▸ Instructions to follow
Copy out each line exactly; pictures stay out of the copy.

▸ Supplied entries
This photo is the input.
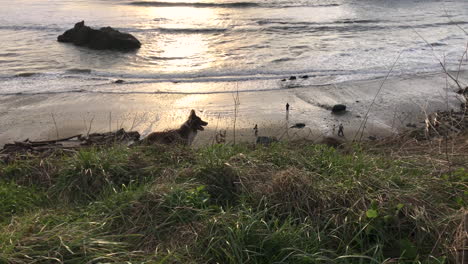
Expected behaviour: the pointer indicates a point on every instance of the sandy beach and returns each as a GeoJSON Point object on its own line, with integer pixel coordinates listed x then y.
{"type": "Point", "coordinates": [402, 102]}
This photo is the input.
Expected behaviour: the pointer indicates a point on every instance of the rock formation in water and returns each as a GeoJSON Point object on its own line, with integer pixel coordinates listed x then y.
{"type": "Point", "coordinates": [100, 39]}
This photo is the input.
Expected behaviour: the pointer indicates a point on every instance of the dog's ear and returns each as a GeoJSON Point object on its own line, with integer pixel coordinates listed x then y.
{"type": "Point", "coordinates": [192, 114]}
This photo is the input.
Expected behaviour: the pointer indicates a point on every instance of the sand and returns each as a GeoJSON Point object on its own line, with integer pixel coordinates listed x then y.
{"type": "Point", "coordinates": [403, 101]}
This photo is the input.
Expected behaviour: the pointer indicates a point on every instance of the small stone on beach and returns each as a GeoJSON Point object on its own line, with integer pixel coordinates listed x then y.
{"type": "Point", "coordinates": [338, 108]}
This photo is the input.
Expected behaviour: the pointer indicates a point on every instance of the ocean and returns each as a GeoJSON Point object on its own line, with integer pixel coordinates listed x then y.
{"type": "Point", "coordinates": [218, 46]}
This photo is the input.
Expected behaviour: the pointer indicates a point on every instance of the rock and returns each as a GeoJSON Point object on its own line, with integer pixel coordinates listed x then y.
{"type": "Point", "coordinates": [332, 142]}
{"type": "Point", "coordinates": [338, 108]}
{"type": "Point", "coordinates": [104, 38]}
{"type": "Point", "coordinates": [298, 125]}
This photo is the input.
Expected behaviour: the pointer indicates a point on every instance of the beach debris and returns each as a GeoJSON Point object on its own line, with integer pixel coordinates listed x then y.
{"type": "Point", "coordinates": [25, 74]}
{"type": "Point", "coordinates": [332, 142]}
{"type": "Point", "coordinates": [67, 144]}
{"type": "Point", "coordinates": [341, 130]}
{"type": "Point", "coordinates": [100, 39]}
{"type": "Point", "coordinates": [298, 125]}
{"type": "Point", "coordinates": [338, 109]}
{"type": "Point", "coordinates": [262, 140]}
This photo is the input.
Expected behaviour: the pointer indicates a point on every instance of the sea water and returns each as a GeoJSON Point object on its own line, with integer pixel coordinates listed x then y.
{"type": "Point", "coordinates": [215, 46]}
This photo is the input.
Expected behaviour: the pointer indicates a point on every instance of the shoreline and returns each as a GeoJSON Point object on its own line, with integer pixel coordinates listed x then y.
{"type": "Point", "coordinates": [403, 102]}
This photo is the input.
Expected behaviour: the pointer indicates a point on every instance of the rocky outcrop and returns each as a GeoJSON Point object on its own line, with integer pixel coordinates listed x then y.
{"type": "Point", "coordinates": [100, 39]}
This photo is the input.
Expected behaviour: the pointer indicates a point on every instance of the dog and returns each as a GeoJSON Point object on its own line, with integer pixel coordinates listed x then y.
{"type": "Point", "coordinates": [184, 135]}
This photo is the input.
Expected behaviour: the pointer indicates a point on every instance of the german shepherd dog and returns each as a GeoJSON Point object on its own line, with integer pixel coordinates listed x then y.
{"type": "Point", "coordinates": [184, 135]}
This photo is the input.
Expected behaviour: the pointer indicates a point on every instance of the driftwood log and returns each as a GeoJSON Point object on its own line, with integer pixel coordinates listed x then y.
{"type": "Point", "coordinates": [68, 144]}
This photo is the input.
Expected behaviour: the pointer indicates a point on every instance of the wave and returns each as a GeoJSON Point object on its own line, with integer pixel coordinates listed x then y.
{"type": "Point", "coordinates": [32, 28]}
{"type": "Point", "coordinates": [81, 71]}
{"type": "Point", "coordinates": [195, 4]}
{"type": "Point", "coordinates": [191, 30]}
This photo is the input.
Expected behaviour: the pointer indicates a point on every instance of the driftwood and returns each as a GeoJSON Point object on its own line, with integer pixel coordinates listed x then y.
{"type": "Point", "coordinates": [68, 144]}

▸ Exercise answer
This photo is the input.
Expected behaviour: the pointer indicates a point on every instance of the sandy beach and returns each as a GeoJSON Point object on its own line, with integer pixel coordinates listed x then y.
{"type": "Point", "coordinates": [402, 102]}
This photo is the input.
Expected behaviour: the pointer indicates a point on every instance of the rock formation in water and returns each as a GeoJSON Point object on its own line, with integer pixel coordinates listed x then y.
{"type": "Point", "coordinates": [100, 39]}
This photo is the input.
Expected behaviour: the pointer indicates a point on every instance of the dog's ear and returns each as a GeoJSON Point object on its own line, with integer pixel coordinates listed x then y.
{"type": "Point", "coordinates": [192, 114]}
This photo is the input.
Expected behaviour: the pointer indicates a point on every instance of the sand and returns each as a GeoJSON Point object on its own line, with integer pixel coordinates listed x then y.
{"type": "Point", "coordinates": [403, 101]}
This photo is the input.
Expected behaviour: the pointer indicates a point on every instance of the small stone on beach and returns each as a GeoJSON Point object on its own line, with integer pixel coordinates listed x then y.
{"type": "Point", "coordinates": [338, 108]}
This photo is the input.
Expected behaviour: the pointer indicates a point on every instance of the ocean and returns each as a GeoJSON Point object on its own line, with integer pixel coordinates listed x then y.
{"type": "Point", "coordinates": [218, 46]}
This photo is the input.
Expected behaviour: the pointer indicates a point on every instance of the rock and returns each as a GeoJSON Point object on its own line, with integer pixel coordinates listed x then y.
{"type": "Point", "coordinates": [332, 142]}
{"type": "Point", "coordinates": [338, 108]}
{"type": "Point", "coordinates": [104, 38]}
{"type": "Point", "coordinates": [298, 125]}
This photo is the input.
Expected behaviour: the pointer indicates a point on every instance of the beach debris and returns each as a GeoJSON Point object on its own line, with integer pixel coordinates listed x then y.
{"type": "Point", "coordinates": [25, 74]}
{"type": "Point", "coordinates": [332, 142]}
{"type": "Point", "coordinates": [67, 144]}
{"type": "Point", "coordinates": [341, 130]}
{"type": "Point", "coordinates": [100, 39]}
{"type": "Point", "coordinates": [298, 125]}
{"type": "Point", "coordinates": [338, 109]}
{"type": "Point", "coordinates": [262, 140]}
This photo is the input.
Expected behaviour: the pointer indicates a point on every instance of the sea water and returns each as a GeoJSON Point object on its own line, with integer pixel coordinates listed x then y.
{"type": "Point", "coordinates": [215, 46]}
This photo is the input.
Expected behaviour: the pointer indicates a point on every instance of the shoreline and returns each as a GeoJSON Point object on its own line, with integer pixel coordinates listed x then y.
{"type": "Point", "coordinates": [403, 102]}
This photo is the input.
Expected behaviour: the pointer indicates a point on every instance of the rocky outcrop and returns each as a GeoJSON Point object on its own line, with integer pixel coordinates listed x then y.
{"type": "Point", "coordinates": [100, 39]}
This photo is the input.
Expected behaviour: the pointer indicates a point on every instance of the dog and returns each as a GeoJSON Point object on its own line, with integer pixel coordinates listed x then y.
{"type": "Point", "coordinates": [184, 135]}
This photo is the input.
Expected behaviour: the pointer indicates a point on every instance of the german shepherd dog and returns each as a GeoJSON Point object on its own line, with integer pixel coordinates listed x then y.
{"type": "Point", "coordinates": [184, 135]}
This photo is the input.
Expected behaviour: the pointer indicates a point on every instance of the driftwood log and returns each as a GeoJSON Point object on its own line, with integer pixel coordinates listed x then y.
{"type": "Point", "coordinates": [68, 144]}
This photo is the input.
Expected behaviour: the pointer indicates a point on every instance of the wave and returns each as a GeoJSON Point object on its own line, with integer pixel coordinates listed x then y.
{"type": "Point", "coordinates": [32, 28]}
{"type": "Point", "coordinates": [81, 71]}
{"type": "Point", "coordinates": [195, 4]}
{"type": "Point", "coordinates": [191, 30]}
This photo is the input.
Expected behaviour: the pointer indicates a point on every instance of the driftwood and returns each as a GeoJSON Point object on its own line, with integer pixel coordinates listed x then y.
{"type": "Point", "coordinates": [68, 144]}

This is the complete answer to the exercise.